═════ Data for processing ═════
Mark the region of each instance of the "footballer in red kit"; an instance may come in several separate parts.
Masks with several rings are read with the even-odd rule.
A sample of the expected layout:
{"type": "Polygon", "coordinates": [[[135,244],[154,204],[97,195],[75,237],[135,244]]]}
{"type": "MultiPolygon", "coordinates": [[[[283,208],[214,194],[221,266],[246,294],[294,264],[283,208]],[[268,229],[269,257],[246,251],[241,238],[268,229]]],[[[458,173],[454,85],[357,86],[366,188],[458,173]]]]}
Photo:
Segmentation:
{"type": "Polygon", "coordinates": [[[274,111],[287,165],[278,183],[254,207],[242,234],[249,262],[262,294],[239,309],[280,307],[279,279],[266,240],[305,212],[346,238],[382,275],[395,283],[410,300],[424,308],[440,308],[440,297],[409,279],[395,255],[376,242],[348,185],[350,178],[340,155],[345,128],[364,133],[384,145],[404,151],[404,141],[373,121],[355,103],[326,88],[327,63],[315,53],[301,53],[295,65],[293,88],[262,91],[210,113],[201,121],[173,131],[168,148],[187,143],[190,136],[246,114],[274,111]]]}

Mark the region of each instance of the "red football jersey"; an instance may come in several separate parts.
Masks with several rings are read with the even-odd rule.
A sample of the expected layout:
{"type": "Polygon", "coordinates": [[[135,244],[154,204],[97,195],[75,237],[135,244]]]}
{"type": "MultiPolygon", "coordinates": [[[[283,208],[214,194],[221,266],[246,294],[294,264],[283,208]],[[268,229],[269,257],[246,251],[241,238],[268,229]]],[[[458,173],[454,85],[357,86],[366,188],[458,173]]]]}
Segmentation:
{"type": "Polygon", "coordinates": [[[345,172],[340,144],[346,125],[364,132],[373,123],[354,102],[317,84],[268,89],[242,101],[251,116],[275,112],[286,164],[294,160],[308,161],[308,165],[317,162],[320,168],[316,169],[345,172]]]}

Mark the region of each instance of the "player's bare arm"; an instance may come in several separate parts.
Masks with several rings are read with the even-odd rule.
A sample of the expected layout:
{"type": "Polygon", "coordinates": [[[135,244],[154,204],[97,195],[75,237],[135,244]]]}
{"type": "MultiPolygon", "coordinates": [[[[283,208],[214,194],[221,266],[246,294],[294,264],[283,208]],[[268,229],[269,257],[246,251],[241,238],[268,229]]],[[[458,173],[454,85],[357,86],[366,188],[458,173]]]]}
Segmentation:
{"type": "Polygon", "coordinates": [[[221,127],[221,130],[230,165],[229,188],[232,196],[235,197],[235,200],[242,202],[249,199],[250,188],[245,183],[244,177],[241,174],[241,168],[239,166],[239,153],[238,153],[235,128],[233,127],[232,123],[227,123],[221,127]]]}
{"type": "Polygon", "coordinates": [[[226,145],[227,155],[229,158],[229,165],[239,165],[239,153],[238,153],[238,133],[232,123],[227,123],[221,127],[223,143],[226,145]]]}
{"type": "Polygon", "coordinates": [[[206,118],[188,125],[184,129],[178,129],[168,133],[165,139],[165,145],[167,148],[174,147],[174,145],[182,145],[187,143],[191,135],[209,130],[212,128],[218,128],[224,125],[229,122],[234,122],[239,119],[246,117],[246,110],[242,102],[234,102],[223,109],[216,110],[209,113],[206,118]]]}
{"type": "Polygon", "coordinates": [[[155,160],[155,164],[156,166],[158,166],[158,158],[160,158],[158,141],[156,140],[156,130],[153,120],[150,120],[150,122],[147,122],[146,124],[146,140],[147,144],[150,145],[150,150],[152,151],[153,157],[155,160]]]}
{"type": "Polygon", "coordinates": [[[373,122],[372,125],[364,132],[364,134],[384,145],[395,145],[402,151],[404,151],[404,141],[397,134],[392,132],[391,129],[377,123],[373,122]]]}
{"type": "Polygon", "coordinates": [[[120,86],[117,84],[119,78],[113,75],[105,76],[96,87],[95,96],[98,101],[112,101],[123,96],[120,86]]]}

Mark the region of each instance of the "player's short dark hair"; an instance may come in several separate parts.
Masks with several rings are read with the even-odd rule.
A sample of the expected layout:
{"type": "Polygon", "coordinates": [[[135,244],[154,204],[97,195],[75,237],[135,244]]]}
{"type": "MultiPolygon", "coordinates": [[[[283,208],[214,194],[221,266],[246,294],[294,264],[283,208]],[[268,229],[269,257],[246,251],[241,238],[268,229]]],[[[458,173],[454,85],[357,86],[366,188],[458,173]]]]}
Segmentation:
═════
Exercise prompt :: Give back the whole listing exactly as it reads.

Response ::
Mark the region of each instance of the "footballer in red kit"; an instance may come in several separate parts.
Masks with several rings are read with the even-odd rule.
A sample of the expected layout:
{"type": "Polygon", "coordinates": [[[135,244],[154,204],[97,195],[75,237],[135,244]]]}
{"type": "MultiPolygon", "coordinates": [[[[283,208],[214,194],[221,266],[246,294],[294,264],[283,208]],[[268,229],[269,257],[246,251],[241,238],[268,229]]],[[[458,173],[454,85],[357,86],[366,188],[458,173]]]]}
Photo:
Segmentation:
{"type": "Polygon", "coordinates": [[[274,111],[287,165],[278,183],[254,207],[242,234],[249,262],[262,294],[239,309],[280,307],[279,279],[266,240],[305,212],[346,238],[382,275],[395,283],[410,300],[424,308],[440,308],[440,297],[409,279],[395,255],[376,242],[348,185],[350,178],[340,155],[345,128],[364,133],[384,145],[404,151],[404,141],[373,121],[355,103],[326,88],[327,63],[315,53],[301,53],[295,65],[293,88],[262,91],[210,113],[201,121],[173,131],[168,148],[187,143],[190,136],[246,114],[274,111]]]}

Mark the region of each instance of the "red football jersey"; an instance may come in several separate parts.
Masks with several rings are read with the even-odd rule.
A sample of the expected layout:
{"type": "Polygon", "coordinates": [[[135,244],[154,204],[97,195],[75,237],[135,244]]]}
{"type": "MultiPolygon", "coordinates": [[[[283,208],[214,194],[221,266],[246,294],[294,264],[283,208]],[[268,229],[269,257],[246,251],[241,238],[268,229]]],[[[458,173],[454,85],[357,86],[366,188],[458,173]]]]}
Segmentation:
{"type": "Polygon", "coordinates": [[[345,172],[340,144],[346,125],[364,132],[373,123],[354,102],[317,84],[268,89],[242,101],[251,116],[275,112],[286,164],[294,160],[308,161],[308,165],[317,162],[320,168],[316,169],[345,172]]]}

Mark the region of each instance of the "player's bare arm"; an instance may come in several separate parts.
Masks with several rings are read with the even-odd rule.
A sample of the expected layout:
{"type": "Polygon", "coordinates": [[[135,244],[154,204],[97,195],[75,237],[135,244]]]}
{"type": "MultiPolygon", "coordinates": [[[[283,208],[214,194],[221,266],[246,294],[294,264],[283,208]],[[268,229],[269,257],[246,251],[241,238],[268,229]]],[[[458,173],[454,85],[357,86],[366,188],[458,173]]]]}
Segmentation:
{"type": "Polygon", "coordinates": [[[221,127],[221,130],[230,165],[229,188],[232,196],[235,197],[235,200],[242,202],[249,199],[250,188],[245,183],[244,177],[241,174],[241,168],[239,166],[239,153],[238,153],[235,128],[233,127],[232,123],[227,123],[221,127]]]}
{"type": "Polygon", "coordinates": [[[226,145],[227,155],[229,158],[229,165],[239,165],[239,153],[238,153],[238,133],[232,123],[227,123],[221,127],[223,143],[226,145]]]}
{"type": "Polygon", "coordinates": [[[206,118],[188,125],[184,129],[178,129],[168,133],[165,139],[165,145],[167,148],[174,147],[174,145],[182,145],[187,143],[191,135],[209,130],[212,128],[218,128],[224,125],[229,122],[234,122],[239,119],[246,117],[246,110],[242,102],[234,102],[223,109],[216,110],[209,113],[206,118]]]}
{"type": "Polygon", "coordinates": [[[155,160],[155,164],[156,166],[158,166],[158,158],[160,158],[158,141],[156,140],[156,130],[153,120],[150,120],[150,122],[147,122],[146,124],[146,140],[147,144],[150,145],[150,150],[152,151],[153,157],[155,160]]]}
{"type": "Polygon", "coordinates": [[[373,122],[372,125],[364,132],[364,134],[384,145],[395,145],[402,151],[404,151],[404,141],[397,134],[392,132],[391,129],[377,123],[373,122]]]}
{"type": "Polygon", "coordinates": [[[120,86],[117,84],[119,78],[113,75],[105,76],[96,87],[95,96],[98,101],[112,101],[123,96],[120,86]]]}

Mark the region of each instance of the "player's short dark hair"; an instance may come in several separate parts.
Masks with several rings are read with the even-odd rule.
A sample of the expected layout:
{"type": "Polygon", "coordinates": [[[135,244],[154,204],[97,195],[75,237],[135,244]]]}
{"type": "MultiPolygon", "coordinates": [[[[283,208],[214,194],[221,266],[246,294],[294,264],[283,208]],[[268,229],[269,257],[246,251],[241,238],[268,229]]],[[[458,173],[454,85],[357,86],[366,188],[458,173]]]]}
Segmentation:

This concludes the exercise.